- Your instructions -
Write out every line of the listing below without changing anything.
***** Stored records *****
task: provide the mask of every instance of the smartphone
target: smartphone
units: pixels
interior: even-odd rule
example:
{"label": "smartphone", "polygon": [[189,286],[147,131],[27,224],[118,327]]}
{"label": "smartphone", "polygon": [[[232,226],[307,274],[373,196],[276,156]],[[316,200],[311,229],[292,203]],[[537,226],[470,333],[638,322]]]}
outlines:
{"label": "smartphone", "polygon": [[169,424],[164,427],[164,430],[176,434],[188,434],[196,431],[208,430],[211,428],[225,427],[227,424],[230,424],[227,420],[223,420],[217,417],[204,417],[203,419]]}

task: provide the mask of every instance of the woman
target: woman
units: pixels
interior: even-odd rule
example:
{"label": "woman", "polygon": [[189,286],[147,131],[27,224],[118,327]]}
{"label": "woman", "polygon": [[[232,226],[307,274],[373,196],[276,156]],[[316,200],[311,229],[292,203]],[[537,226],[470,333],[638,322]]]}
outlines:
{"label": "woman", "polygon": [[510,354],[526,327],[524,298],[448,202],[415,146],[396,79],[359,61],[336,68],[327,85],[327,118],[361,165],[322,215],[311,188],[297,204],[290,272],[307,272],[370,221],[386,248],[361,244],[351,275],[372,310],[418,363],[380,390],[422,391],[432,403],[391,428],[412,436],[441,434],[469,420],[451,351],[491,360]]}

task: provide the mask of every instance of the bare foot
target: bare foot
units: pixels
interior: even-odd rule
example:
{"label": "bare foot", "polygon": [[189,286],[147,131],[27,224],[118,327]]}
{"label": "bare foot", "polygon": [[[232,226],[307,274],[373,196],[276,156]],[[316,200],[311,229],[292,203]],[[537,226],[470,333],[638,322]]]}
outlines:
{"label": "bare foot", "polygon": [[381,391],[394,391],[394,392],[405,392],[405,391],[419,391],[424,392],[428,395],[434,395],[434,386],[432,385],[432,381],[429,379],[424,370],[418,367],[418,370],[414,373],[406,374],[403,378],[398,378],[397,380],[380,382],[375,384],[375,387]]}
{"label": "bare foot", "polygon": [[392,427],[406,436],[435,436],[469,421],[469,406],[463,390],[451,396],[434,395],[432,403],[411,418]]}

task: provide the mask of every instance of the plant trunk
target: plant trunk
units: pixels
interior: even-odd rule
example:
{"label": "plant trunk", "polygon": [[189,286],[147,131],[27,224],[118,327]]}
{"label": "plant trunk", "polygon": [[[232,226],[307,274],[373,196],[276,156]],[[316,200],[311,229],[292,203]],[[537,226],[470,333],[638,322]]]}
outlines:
*****
- Reply to the task -
task: provide the mask of every instance of the smartphone
target: smartphone
units: pixels
interior: even-odd rule
example:
{"label": "smartphone", "polygon": [[189,286],[147,131],[27,224],[118,327]]}
{"label": "smartphone", "polygon": [[[232,226],[307,274],[373,196],[276,156]],[[316,200],[311,229],[292,203]],[[537,226],[470,333],[638,322]]]}
outlines:
{"label": "smartphone", "polygon": [[169,424],[164,427],[164,430],[176,434],[188,434],[196,431],[208,430],[211,428],[225,427],[227,424],[230,424],[227,420],[223,420],[217,417],[204,417],[203,419]]}

task: provide the mask of every instance of the woman
target: woman
units: pixels
interior: even-odd rule
example:
{"label": "woman", "polygon": [[189,286],[147,131],[27,224],[118,327]]}
{"label": "woman", "polygon": [[[232,226],[307,274],[373,196],[276,156]],[[316,200],[311,229],[292,203]],[[537,226],[470,333],[638,322]]]}
outlines:
{"label": "woman", "polygon": [[510,354],[526,327],[524,298],[448,202],[415,146],[396,79],[359,61],[336,68],[327,85],[327,118],[361,165],[322,215],[311,188],[297,204],[290,272],[307,272],[370,221],[386,248],[361,244],[351,275],[372,310],[418,363],[380,390],[422,391],[432,403],[391,428],[412,436],[441,434],[469,420],[451,351],[491,360]]}

task: provide the mask of every instance of the bare foot
target: bare foot
units: pixels
interior: even-odd rule
example:
{"label": "bare foot", "polygon": [[189,286],[147,131],[27,224],[118,327]]}
{"label": "bare foot", "polygon": [[[232,226],[307,274],[373,196],[276,156]],[[316,200],[311,229],[292,203]],[[537,226],[470,333],[638,322]]]}
outlines:
{"label": "bare foot", "polygon": [[381,391],[394,391],[394,392],[405,392],[405,391],[419,391],[424,392],[428,395],[434,395],[434,386],[432,385],[432,381],[429,379],[424,370],[418,367],[418,370],[414,373],[406,374],[403,378],[398,378],[397,380],[380,382],[375,384],[375,387]]}
{"label": "bare foot", "polygon": [[392,427],[406,436],[435,436],[469,421],[469,406],[463,390],[451,396],[434,395],[432,403],[411,418]]}

task: provide the mask of every instance of the plant trunk
target: plant trunk
units: pixels
interior: even-odd rule
example:
{"label": "plant trunk", "polygon": [[189,286],[147,131],[27,224],[118,327]]}
{"label": "plant trunk", "polygon": [[[232,226],[307,274],[373,196],[276,156]],[[316,200],[311,229],[292,203]],[[537,226],[470,333],[638,322]]]}
outlines:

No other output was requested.